Dataset records >>

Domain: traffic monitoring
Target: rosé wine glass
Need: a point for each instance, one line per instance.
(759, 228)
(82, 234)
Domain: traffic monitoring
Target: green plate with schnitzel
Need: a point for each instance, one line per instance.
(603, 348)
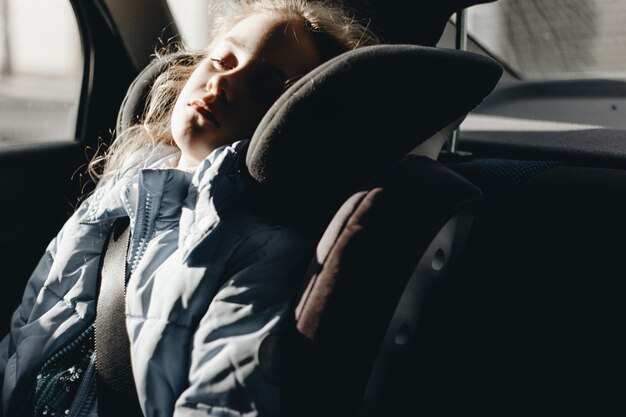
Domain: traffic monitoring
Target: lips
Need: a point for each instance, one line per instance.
(204, 110)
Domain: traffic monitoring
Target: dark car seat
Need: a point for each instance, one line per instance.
(333, 157)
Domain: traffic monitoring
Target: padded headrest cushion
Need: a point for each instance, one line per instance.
(135, 100)
(360, 111)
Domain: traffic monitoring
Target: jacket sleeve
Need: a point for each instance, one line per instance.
(225, 378)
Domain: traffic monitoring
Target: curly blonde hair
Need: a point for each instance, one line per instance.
(332, 29)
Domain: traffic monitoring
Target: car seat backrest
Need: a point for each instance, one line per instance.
(341, 135)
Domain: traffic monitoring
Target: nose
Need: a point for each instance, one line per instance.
(216, 88)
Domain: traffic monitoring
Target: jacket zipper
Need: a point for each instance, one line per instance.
(142, 242)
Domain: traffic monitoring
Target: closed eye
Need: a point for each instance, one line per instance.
(220, 64)
(291, 81)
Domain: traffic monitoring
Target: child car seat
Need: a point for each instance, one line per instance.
(333, 153)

Stated exercise >>
Please transcribe the material above exactly as written. Leave the pictures out.

Complete answer >>
Domain: traffic monitoring
Target: rosé wine glass
Need: a point for each instance, one line per instance.
(759, 228)
(82, 234)
Domain: traffic monitoring
Target: green plate with schnitzel
Need: a point for each instance, one line per instance.
(603, 348)
Domain: traffic monitoring
Target: lips
Need: a point for each instance, one line per instance.
(204, 110)
Domain: traffic monitoring
Target: dark car seat
Need: a point for each instance, one line per instance.
(333, 157)
Domain: traffic monitoring
Target: padded headrest cushion
Need: a point for each instance, one line per instance.
(135, 100)
(360, 111)
Domain: traffic monitoring
Target: jacket sleeve
Need: a point for each instance, one line per instance.
(225, 378)
Domain: traffic monitoring
Target: curly blonde hair
Need: a point for each instance, one line per instance.
(332, 29)
Domain: traffic monitoring
Target: car seat backrest
Need: a point for each instance, one line per instance.
(341, 135)
Domain: traffic monitoring
Target: nose
Need: a point for each instance, one line per instance.
(216, 88)
Domain: traffic monitoring
Target: jacket zipper
Need: a point for each instance, one line per instance.
(142, 242)
Domain: traffic monitoring
Target: closed eye
Need: a point for each instance, one line per instance.
(220, 64)
(291, 81)
Domain: traffic monitoring
Target: child car seat
Need: a point for each instance, one line per instance.
(333, 153)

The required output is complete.